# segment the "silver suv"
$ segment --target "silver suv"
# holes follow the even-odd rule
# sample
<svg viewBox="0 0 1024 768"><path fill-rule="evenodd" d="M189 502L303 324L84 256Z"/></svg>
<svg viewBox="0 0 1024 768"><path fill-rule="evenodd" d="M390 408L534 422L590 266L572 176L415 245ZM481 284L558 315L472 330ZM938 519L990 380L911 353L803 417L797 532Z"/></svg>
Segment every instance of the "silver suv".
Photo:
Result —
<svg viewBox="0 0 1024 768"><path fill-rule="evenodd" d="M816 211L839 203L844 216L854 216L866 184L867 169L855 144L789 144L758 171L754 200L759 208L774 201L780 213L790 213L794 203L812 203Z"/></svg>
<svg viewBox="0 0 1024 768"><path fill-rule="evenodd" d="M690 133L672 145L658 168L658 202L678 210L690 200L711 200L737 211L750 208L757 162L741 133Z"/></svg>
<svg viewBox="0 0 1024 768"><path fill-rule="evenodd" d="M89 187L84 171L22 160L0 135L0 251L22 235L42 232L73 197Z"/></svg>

- [ASSIGNMENT]:
An exact copy of every record above is needed. Write it out word for word.

- [RESULT]:
# segment the "silver suv"
$ segment --target "silver suv"
# holes follow the even-odd rule
# sample
<svg viewBox="0 0 1024 768"><path fill-rule="evenodd" d="M189 502L303 324L84 256Z"/></svg>
<svg viewBox="0 0 1024 768"><path fill-rule="evenodd" d="M390 408L534 422L590 266L572 176L415 245ZM481 284L558 315L472 330ZM938 519L990 380L911 353L803 417L797 532Z"/></svg>
Segment every instance of the "silver suv".
Photo:
Result —
<svg viewBox="0 0 1024 768"><path fill-rule="evenodd" d="M816 211L839 203L844 216L854 216L866 184L867 169L855 144L789 144L758 171L754 200L759 208L774 201L780 213L790 213L794 203L812 203Z"/></svg>
<svg viewBox="0 0 1024 768"><path fill-rule="evenodd" d="M690 133L672 145L658 168L658 202L678 210L690 200L711 200L737 211L750 208L757 162L741 133Z"/></svg>
<svg viewBox="0 0 1024 768"><path fill-rule="evenodd" d="M89 187L84 171L22 160L0 135L0 251L22 235L42 232L73 197Z"/></svg>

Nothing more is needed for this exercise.